**Aim of the task**:
The answer should contain every record below, output exactly.

# # # #

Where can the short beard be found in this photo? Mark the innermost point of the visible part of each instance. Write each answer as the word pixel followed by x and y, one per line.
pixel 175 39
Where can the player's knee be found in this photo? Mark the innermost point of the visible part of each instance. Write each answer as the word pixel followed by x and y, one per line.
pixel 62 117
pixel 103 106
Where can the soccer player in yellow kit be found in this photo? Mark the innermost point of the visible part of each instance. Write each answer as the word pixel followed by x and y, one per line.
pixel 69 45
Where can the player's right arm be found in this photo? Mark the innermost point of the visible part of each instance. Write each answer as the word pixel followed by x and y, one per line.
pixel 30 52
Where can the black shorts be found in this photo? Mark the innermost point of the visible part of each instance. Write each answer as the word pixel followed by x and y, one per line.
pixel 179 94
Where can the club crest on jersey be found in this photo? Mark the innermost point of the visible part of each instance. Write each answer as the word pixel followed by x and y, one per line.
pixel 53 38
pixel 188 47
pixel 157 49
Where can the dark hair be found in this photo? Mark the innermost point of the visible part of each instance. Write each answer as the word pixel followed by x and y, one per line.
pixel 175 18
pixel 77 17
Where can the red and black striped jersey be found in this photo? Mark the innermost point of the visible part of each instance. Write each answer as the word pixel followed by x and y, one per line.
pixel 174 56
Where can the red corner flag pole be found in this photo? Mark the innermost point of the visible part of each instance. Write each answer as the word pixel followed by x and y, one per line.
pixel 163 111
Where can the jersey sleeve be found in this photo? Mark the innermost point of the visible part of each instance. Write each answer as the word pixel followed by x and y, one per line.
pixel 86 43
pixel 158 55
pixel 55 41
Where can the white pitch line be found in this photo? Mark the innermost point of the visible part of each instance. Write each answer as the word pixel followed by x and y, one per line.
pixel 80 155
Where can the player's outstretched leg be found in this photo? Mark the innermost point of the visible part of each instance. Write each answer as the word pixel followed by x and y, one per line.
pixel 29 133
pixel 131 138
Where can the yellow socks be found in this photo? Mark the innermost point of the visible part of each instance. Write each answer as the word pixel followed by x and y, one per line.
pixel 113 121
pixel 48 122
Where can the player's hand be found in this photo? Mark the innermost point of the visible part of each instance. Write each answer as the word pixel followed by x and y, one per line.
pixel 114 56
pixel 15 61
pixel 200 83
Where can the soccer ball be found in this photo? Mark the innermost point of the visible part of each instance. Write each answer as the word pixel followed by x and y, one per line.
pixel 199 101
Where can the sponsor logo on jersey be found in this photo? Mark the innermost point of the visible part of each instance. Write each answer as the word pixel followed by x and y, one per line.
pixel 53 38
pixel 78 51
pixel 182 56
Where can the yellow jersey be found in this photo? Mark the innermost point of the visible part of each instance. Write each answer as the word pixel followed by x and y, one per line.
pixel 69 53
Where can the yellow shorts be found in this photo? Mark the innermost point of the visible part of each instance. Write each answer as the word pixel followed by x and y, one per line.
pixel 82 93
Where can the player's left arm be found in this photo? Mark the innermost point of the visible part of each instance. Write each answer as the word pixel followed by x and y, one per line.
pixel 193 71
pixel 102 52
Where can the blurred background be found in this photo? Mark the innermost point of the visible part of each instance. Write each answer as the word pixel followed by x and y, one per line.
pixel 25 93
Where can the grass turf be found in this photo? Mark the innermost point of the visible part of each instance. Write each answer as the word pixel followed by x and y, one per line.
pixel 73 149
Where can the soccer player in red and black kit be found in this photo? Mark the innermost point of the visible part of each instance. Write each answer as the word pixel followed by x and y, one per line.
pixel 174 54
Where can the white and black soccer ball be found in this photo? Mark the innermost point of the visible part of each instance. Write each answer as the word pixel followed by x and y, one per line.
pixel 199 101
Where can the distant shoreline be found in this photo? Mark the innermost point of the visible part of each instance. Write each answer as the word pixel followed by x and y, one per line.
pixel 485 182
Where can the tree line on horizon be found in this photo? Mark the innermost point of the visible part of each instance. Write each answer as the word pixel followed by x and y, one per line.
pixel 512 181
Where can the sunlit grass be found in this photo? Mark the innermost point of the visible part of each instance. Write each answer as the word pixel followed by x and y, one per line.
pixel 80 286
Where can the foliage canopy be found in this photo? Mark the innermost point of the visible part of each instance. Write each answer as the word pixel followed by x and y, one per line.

# # # #

**Solution below**:
Where can the short beard be found in this photo? Mark the innermost point of the visible part of each instance. Write each answer as the word pixel followed by x and y, one per line.
pixel 175 39
Where can the player's knee be found in this photo? Mark the innermost point of the visible part of each instance. Write each answer as the word pixel followed by x and y, one per line.
pixel 62 117
pixel 103 106
Where can the soccer player in yellow kit be found in this photo? Mark the innermost point of the visible part of each instance. Write each answer as the word pixel followed by x and y, one per line.
pixel 69 45
Where can the player's right arm be found in this photo? Mark the innermost point of the visible part of each instance. Write each answer as the word pixel followed by x and y, one per line.
pixel 30 52
Where can the black shorts be found in this photo? Mark the innermost point of the visible part of each instance. Write each answer as the word pixel followed by x and y, one per line.
pixel 179 94
Where can the club crest on jersey be found in this photo? Mark the innermost point of the visible part of each instance. Write each answer as the word pixel followed by x and y, one per line.
pixel 53 38
pixel 188 47
pixel 157 49
Where can the dark hair be found in this photo? Mark the innermost point of the visible part of each instance. Write each answer as the word pixel followed by x and y, one per line.
pixel 175 18
pixel 77 17
Where can the red and black striped jersey be found in this photo? Mark the innermost point of the visible part of each instance. Write each answer as the word pixel followed by x and y, one per line.
pixel 174 56
Where can the red corner flag pole be found in this photo? Mark the innermost point of the visible part of each instance. Write each answer as the word pixel followed by x and y, one per line.
pixel 163 111
Where can the jersey sleeve be found in this photo? Mark the innermost point of the visible part of each instance. Write each answer as the word pixel followed by x and y, one per line.
pixel 86 43
pixel 158 55
pixel 55 41
Where can the white pitch line be found in this photo? Mark the innermost point of the visible part of each instance. Write each answer as the word pixel followed by x and y, one per line.
pixel 80 155
Where can the player's outstretched leg be found in this photo? Mark the innermost point of the visible part of each instance. Write each answer as the word pixel followed by x and y, one per line.
pixel 29 133
pixel 131 138
Where can the yellow socks be found in this photo? Mark the innermost point of the visible part of each instance. Write each answer as the word pixel followed by x and y, one per line.
pixel 113 121
pixel 48 122
Where can the player's hand be found in this photo? Mark the innermost point of the visible part of each instance. Write each answer as the word pixel followed by x and y, one per line.
pixel 114 56
pixel 15 61
pixel 200 83
Where can the soccer ball be found in this photo? Mark the innermost point of the visible part of each instance. Write each answer as the word pixel followed by x and y, one per line.
pixel 199 101
Where can the sponsor logo on jersey be found in this photo? Mark the innermost point of the visible part of each instance. Write each answer as the word pixel followed by x and y, one per line.
pixel 53 38
pixel 78 51
pixel 182 56
Where can the yellow jersey be found in this photo? Mark the innermost point of the visible part of each instance. Write each answer as the word pixel followed by x and y, one per line.
pixel 69 53
Where can the yellow shorts be found in this photo? Mark the innermost point of the visible part of each instance. Write each answer as the word pixel followed by x and y, one per line.
pixel 82 93
Where can the player's left arm be found in this photo? Mark the innermost point of the visible part of each instance. Write each answer as the word pixel followed by x and y, one per line.
pixel 193 71
pixel 102 52
Where can the blurred background be found in this photo? Mark the innermost point of the visible part of each instance. Write each answer as the word pixel followed by x and y, one per line.
pixel 25 93
Where can the grass turf be found in this photo? Mark the innermost point of the visible part of each instance. Write each answer as the word pixel followed by x and y, one per line.
pixel 73 149
Where can the soccer player in red and black kit be found in this photo? Mark the innermost point of the visible part of each instance. Write each answer as the word pixel followed by x and y, one per line.
pixel 174 54
Where can the white and black soccer ball be found in this photo? Mark the innermost point of the visible part of each instance. Write each answer as the word pixel followed by x and y, one per line.
pixel 199 101
Where can the distant shoreline be found in this photo? Mark the innermost point of the visible part of each instance. Write each answer as the word pixel followed by x and y, one per line.
pixel 485 182
Where can the tree line on horizon be found in this photo? Mark the innermost point of the visible part of each instance. Write each answer as the word pixel followed by x and y, one per line.
pixel 512 181
Where can the sunlit grass be found in this photo? Mark the innermost point of the visible part of each instance. Write each answer as the word pixel followed by x and y, one per line.
pixel 80 286
Where can the foliage canopy be found in this photo? Mark the innermost point of the visible part of each instance. Write each answer as the word pixel followed by x and y, one per line.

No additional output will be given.